WRITTEN TASK ▸ Everything from the line containing "the snow-covered roof" to the last line of the records must be returned verbatim; nothing else belongs in the output.

TASK INPUT ▸
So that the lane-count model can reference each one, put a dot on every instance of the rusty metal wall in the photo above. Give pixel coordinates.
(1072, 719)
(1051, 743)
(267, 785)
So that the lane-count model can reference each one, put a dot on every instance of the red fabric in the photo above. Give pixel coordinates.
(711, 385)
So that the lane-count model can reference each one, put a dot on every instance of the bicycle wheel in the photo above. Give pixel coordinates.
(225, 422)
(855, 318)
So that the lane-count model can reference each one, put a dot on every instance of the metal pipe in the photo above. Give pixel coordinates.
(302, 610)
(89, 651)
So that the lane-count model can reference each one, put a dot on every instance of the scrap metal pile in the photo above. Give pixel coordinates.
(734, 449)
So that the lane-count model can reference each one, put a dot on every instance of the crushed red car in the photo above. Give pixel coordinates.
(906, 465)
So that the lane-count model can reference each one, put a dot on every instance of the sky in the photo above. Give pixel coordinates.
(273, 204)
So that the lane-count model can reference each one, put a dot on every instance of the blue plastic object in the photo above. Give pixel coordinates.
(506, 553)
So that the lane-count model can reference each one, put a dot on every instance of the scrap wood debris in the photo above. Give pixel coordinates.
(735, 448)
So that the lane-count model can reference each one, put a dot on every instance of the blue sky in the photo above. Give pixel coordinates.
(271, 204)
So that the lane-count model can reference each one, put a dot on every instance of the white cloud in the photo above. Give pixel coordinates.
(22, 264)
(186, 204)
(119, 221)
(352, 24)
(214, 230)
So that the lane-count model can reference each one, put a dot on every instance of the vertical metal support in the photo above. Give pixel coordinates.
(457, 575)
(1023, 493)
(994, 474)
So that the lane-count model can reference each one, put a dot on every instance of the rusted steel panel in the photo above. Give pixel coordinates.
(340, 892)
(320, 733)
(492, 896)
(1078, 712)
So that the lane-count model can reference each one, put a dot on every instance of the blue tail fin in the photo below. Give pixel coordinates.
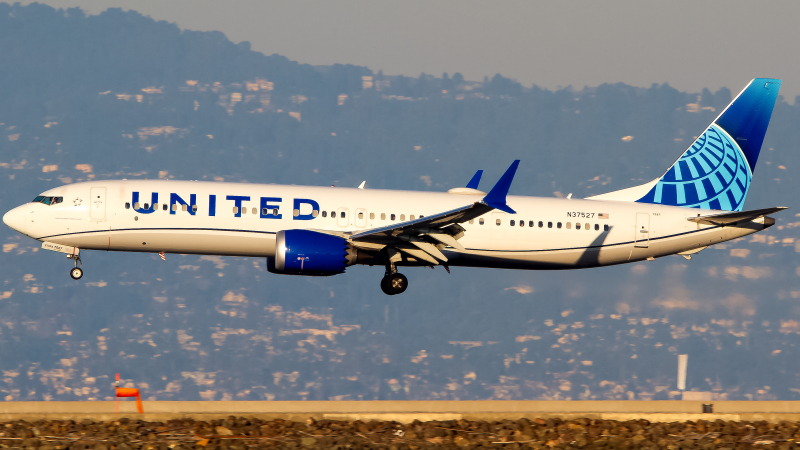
(715, 172)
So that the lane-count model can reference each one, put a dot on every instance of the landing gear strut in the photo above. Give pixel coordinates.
(393, 282)
(76, 272)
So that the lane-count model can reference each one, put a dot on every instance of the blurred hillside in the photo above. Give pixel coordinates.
(120, 95)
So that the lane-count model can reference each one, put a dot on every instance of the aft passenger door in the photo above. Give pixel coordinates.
(97, 203)
(361, 218)
(642, 231)
(497, 225)
(343, 218)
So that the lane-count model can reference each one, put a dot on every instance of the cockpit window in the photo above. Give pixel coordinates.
(48, 200)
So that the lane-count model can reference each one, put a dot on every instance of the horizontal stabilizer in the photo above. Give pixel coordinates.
(735, 217)
(476, 180)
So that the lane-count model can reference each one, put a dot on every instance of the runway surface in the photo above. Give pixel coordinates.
(408, 411)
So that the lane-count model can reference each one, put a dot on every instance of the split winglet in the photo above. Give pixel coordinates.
(496, 198)
(476, 180)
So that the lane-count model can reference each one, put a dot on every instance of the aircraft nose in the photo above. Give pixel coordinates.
(15, 219)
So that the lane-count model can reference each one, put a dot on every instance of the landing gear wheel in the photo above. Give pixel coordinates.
(76, 273)
(393, 284)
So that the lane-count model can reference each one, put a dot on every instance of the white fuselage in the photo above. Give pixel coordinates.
(582, 233)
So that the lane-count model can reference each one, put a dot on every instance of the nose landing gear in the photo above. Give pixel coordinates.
(393, 282)
(76, 272)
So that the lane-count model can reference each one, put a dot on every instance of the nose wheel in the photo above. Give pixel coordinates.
(394, 283)
(76, 272)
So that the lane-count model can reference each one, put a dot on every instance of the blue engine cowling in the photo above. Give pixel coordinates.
(303, 252)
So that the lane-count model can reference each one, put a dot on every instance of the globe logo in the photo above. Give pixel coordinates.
(711, 174)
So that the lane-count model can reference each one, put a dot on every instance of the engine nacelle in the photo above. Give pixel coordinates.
(303, 252)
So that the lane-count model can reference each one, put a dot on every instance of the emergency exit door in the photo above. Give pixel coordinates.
(642, 237)
(97, 203)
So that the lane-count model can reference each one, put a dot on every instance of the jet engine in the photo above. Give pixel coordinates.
(304, 252)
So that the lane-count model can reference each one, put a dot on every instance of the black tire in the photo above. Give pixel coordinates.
(385, 285)
(396, 283)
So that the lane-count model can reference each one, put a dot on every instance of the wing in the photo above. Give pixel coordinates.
(425, 237)
(730, 218)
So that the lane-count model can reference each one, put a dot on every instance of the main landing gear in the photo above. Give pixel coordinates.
(393, 282)
(76, 272)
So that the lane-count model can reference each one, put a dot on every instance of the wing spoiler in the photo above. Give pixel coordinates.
(730, 218)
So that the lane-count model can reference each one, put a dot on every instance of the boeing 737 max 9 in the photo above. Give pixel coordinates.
(318, 231)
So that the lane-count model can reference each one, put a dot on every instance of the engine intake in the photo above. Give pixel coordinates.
(303, 252)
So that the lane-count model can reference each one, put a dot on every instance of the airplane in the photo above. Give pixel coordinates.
(320, 231)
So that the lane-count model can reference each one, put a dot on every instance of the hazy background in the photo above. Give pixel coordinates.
(692, 45)
(119, 94)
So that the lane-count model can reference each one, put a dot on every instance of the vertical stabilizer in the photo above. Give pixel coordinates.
(716, 170)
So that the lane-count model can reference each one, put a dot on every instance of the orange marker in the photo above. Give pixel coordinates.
(127, 392)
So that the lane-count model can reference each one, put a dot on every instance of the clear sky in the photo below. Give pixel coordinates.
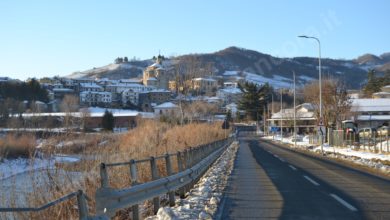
(46, 38)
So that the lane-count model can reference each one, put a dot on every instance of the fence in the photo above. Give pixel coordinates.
(191, 163)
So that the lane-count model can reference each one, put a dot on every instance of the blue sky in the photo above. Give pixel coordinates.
(47, 38)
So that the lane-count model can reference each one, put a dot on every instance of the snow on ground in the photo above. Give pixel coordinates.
(12, 167)
(202, 201)
(276, 81)
(377, 161)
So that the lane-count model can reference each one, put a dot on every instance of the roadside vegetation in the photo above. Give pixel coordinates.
(149, 138)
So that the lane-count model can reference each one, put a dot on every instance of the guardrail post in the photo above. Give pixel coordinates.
(103, 175)
(180, 166)
(134, 181)
(168, 165)
(153, 166)
(82, 205)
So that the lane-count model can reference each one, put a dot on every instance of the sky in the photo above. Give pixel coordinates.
(47, 38)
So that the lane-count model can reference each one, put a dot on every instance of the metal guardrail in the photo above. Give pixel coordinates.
(81, 203)
(192, 164)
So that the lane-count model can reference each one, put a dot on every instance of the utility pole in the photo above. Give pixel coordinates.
(295, 116)
(281, 115)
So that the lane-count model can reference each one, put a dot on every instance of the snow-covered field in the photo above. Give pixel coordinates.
(378, 161)
(202, 201)
(276, 81)
(12, 167)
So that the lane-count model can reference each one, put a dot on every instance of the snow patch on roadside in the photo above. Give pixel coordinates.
(202, 201)
(12, 167)
(378, 161)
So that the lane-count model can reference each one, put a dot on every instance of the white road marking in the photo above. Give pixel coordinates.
(311, 180)
(292, 167)
(343, 202)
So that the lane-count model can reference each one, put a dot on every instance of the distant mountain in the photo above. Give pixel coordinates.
(250, 63)
(125, 70)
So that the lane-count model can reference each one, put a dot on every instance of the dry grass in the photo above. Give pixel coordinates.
(150, 138)
(14, 146)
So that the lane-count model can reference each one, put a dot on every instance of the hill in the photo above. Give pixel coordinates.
(266, 67)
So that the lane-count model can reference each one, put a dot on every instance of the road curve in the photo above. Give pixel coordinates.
(272, 182)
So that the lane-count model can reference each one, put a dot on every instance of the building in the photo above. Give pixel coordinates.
(156, 75)
(90, 87)
(370, 112)
(229, 95)
(205, 86)
(384, 93)
(117, 90)
(166, 109)
(92, 98)
(146, 100)
(305, 119)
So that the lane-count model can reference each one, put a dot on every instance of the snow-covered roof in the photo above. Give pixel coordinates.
(166, 105)
(231, 90)
(62, 90)
(373, 118)
(231, 105)
(90, 85)
(93, 112)
(371, 105)
(133, 85)
(230, 73)
(92, 92)
(156, 65)
(130, 80)
(204, 79)
(288, 114)
(381, 93)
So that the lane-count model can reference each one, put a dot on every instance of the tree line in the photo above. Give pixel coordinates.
(375, 82)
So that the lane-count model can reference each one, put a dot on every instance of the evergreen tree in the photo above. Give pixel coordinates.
(229, 116)
(254, 99)
(108, 121)
(225, 124)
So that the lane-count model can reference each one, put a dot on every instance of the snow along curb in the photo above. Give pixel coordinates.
(202, 201)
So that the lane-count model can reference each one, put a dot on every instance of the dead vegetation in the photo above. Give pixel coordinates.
(149, 138)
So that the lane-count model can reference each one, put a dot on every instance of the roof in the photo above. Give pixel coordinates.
(90, 85)
(288, 114)
(93, 112)
(371, 105)
(231, 90)
(205, 79)
(166, 105)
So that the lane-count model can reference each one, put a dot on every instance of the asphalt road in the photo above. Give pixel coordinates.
(272, 182)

FULL OUTPUT ▸
So that the lane-count model can reference each one, put a dot on every instance of the snow-covered roof in the photo above. Give pixel coordinates.
(166, 105)
(231, 90)
(62, 90)
(373, 118)
(231, 105)
(90, 85)
(93, 112)
(371, 105)
(133, 85)
(230, 73)
(92, 92)
(156, 65)
(130, 80)
(204, 79)
(288, 114)
(381, 93)
So that the lane-count model can reference each one, put a dot on every instance of the tree line in the photo above. Give pixel coordinates.
(375, 82)
So that the lane-count model can reference each one, put a dot on every instance of the evergreen tree in the photo above. Give pixel coordinates.
(229, 116)
(254, 99)
(108, 121)
(225, 124)
So that the lane-count model can reference each one, put a dot on every instance of the snow along curb in the photo above. Give pixel coordinates.
(202, 201)
So that the lane-count model can reference each one, put a dot on every instance of the dead vegetation in the photo above. Give pixel coordinates.
(149, 138)
So that the lane-count model can reference each one, put a dot on every instance of the roof in the photo above. Give pixel coordinates.
(90, 85)
(288, 114)
(93, 112)
(371, 105)
(231, 90)
(205, 79)
(166, 105)
So that the lane-count model can reference each one, put a dot on every instance of the asphalt road in the photo above. Give pixel coordinates.
(272, 182)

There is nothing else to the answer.